→ Exercise aim: Could you copy every line in the listing below that has the word "visor"?

→ The input:

>>>>

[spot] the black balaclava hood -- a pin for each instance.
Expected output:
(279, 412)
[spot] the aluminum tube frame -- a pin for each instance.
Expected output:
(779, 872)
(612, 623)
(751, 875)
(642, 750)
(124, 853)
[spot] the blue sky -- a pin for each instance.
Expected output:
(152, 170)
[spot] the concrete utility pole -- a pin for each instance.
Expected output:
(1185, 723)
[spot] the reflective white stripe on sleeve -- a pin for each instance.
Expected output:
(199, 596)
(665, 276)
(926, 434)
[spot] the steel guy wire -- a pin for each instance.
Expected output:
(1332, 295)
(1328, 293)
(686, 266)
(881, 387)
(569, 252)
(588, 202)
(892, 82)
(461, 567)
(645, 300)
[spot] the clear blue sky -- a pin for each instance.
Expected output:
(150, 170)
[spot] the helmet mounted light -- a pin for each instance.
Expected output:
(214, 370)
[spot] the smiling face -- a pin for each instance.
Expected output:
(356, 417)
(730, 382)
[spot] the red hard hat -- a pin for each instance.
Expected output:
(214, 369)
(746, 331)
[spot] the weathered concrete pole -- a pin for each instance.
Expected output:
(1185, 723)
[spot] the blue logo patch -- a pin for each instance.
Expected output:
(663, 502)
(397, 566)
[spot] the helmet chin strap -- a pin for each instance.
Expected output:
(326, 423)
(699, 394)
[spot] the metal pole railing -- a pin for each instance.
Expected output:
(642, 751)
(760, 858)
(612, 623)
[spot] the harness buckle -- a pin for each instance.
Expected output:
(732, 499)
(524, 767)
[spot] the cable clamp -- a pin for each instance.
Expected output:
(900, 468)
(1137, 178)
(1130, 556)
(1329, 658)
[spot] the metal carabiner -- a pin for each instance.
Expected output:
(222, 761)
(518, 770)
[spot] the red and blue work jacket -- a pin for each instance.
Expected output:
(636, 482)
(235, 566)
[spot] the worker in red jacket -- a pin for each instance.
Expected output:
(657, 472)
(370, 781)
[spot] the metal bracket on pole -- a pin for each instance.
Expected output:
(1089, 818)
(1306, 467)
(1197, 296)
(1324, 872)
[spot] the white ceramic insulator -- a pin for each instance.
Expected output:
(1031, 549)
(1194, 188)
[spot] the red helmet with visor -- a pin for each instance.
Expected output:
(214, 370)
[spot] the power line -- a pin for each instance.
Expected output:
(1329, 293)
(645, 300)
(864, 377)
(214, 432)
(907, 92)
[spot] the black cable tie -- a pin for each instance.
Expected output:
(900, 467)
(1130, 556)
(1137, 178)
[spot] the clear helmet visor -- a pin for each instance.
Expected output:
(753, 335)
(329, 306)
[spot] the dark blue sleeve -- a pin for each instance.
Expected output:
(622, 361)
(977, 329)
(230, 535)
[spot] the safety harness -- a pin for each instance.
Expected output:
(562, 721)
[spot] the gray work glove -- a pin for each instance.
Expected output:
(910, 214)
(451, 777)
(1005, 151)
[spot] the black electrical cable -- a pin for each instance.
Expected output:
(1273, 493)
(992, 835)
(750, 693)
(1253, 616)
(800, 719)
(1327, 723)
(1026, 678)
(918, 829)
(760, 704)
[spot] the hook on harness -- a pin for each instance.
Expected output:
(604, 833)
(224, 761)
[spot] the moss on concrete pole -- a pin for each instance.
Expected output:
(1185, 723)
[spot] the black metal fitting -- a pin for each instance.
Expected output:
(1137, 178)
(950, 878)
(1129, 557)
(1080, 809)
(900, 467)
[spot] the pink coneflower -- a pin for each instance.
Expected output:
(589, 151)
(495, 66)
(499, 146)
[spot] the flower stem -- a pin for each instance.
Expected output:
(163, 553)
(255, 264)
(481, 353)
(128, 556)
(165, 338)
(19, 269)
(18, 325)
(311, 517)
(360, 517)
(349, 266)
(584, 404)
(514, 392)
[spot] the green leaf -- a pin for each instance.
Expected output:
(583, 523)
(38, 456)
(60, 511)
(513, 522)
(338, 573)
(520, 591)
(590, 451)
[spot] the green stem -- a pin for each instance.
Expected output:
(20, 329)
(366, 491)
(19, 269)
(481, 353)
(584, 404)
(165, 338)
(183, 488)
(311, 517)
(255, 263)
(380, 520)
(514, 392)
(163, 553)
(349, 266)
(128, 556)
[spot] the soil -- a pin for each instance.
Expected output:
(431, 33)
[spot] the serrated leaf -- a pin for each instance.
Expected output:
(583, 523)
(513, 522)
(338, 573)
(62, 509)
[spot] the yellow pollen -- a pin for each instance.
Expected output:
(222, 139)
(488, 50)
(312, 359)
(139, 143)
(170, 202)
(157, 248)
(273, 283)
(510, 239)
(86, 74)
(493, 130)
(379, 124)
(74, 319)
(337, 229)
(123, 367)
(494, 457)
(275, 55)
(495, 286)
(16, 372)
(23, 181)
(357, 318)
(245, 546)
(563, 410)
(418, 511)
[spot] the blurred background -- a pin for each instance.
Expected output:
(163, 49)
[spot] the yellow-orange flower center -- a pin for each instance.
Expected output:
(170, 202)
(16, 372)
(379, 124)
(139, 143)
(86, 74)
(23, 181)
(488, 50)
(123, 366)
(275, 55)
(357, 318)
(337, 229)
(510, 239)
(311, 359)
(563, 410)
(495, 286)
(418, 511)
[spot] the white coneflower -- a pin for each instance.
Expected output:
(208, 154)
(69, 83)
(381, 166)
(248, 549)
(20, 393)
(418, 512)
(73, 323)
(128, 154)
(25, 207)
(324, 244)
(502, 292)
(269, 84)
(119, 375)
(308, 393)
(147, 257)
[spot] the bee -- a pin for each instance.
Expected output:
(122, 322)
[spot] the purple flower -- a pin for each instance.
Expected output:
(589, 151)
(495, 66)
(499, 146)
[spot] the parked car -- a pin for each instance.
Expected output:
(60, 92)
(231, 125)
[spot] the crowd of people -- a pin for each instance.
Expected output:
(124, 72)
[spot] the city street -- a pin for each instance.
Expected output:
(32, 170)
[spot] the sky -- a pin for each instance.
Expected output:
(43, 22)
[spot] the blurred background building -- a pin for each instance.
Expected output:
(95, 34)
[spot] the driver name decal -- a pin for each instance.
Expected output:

<<<<

→ Solution to this problem:
[spot] the red helmet with visor -- a pin for each instance.
[spot] the clear helmet visor -- a pin for each instance.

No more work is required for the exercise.